_What is required:_ Please print nothing but the lines from the one with "Target: fishing line" to the last line of the records below, and omit pictures.

BEGIN Dataset records

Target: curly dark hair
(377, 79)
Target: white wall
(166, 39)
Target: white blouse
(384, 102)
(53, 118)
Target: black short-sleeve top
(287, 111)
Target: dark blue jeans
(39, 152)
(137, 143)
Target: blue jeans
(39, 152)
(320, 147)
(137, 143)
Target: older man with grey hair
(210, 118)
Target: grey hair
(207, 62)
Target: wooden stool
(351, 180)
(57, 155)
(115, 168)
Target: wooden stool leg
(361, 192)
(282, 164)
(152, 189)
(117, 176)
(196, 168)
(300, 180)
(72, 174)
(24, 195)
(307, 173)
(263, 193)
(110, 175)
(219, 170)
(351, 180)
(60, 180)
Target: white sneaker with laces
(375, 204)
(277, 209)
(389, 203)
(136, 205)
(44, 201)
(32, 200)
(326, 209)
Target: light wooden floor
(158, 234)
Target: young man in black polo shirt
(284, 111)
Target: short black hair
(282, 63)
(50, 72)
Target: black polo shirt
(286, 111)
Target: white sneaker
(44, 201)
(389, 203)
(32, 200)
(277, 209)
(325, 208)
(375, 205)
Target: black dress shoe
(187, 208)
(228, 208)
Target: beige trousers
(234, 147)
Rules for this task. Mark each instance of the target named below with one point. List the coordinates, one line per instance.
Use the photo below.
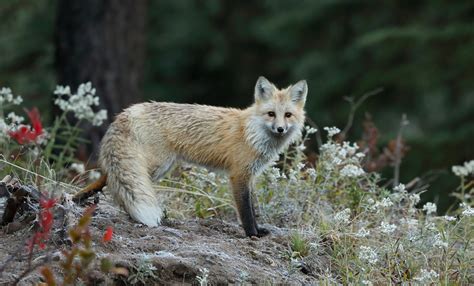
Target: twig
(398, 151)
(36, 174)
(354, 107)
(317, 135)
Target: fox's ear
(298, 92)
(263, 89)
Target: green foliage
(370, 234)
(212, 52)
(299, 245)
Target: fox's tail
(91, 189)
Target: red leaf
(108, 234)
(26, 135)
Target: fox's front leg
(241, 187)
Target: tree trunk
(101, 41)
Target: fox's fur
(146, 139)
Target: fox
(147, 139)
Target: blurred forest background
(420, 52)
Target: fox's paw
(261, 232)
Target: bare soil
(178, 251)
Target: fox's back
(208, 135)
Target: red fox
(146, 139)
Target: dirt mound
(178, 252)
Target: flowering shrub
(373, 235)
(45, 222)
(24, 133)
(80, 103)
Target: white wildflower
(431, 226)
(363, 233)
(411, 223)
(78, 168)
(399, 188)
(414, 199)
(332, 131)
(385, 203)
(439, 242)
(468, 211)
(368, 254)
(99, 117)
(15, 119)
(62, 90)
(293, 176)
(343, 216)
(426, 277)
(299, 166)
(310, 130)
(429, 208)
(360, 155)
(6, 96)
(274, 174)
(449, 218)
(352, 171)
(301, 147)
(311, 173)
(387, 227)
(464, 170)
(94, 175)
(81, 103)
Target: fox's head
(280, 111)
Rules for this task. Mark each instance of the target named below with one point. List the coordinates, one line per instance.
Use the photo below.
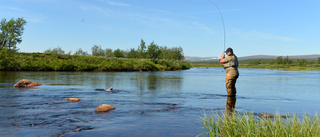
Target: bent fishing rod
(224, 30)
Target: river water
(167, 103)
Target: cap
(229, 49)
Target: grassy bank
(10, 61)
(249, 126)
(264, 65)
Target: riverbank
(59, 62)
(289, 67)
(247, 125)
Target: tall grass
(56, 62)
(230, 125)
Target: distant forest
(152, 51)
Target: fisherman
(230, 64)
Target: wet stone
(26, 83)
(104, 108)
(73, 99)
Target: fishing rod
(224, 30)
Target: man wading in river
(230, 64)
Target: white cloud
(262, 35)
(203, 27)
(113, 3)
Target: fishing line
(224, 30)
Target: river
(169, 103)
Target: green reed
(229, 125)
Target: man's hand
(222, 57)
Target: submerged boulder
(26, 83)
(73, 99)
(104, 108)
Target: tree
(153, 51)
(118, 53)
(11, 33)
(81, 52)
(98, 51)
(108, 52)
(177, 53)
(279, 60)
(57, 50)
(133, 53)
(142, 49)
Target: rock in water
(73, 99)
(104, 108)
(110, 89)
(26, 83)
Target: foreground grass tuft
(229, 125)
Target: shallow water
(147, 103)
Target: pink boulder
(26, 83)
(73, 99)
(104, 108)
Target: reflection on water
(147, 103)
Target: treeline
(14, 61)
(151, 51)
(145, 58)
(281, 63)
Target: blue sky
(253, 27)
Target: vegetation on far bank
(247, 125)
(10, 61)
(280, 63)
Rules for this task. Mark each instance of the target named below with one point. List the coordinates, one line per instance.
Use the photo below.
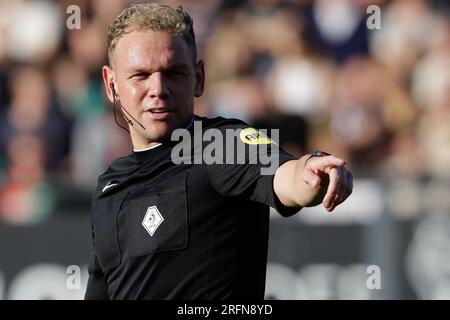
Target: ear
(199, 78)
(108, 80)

END Dataset records

_Task response:_
Target: fishing line
(224, 30)
Target: river
(169, 103)
Target: green reed
(229, 125)
Target: man's hand
(222, 57)
Target: submerged boulder
(26, 83)
(73, 99)
(104, 108)
Target: tree
(153, 51)
(118, 53)
(11, 33)
(81, 52)
(98, 51)
(108, 52)
(177, 53)
(279, 60)
(57, 50)
(133, 53)
(142, 49)
Target: rock in water
(73, 99)
(104, 108)
(110, 89)
(26, 83)
Target: foreground grass tuft
(229, 125)
Target: shallow water
(147, 103)
Target: pink boulder
(26, 83)
(73, 99)
(104, 108)
Target: reflection on water
(147, 103)
Target: treeline
(14, 61)
(151, 51)
(145, 58)
(281, 63)
Target: blue sky
(253, 27)
Target: vegetation on far bank
(247, 125)
(10, 61)
(280, 63)
Rules for this task. Mark each instance of the target named below with one point. List the coordinates, one line per instance.
Use the photo below.
Target: ear
(199, 78)
(108, 80)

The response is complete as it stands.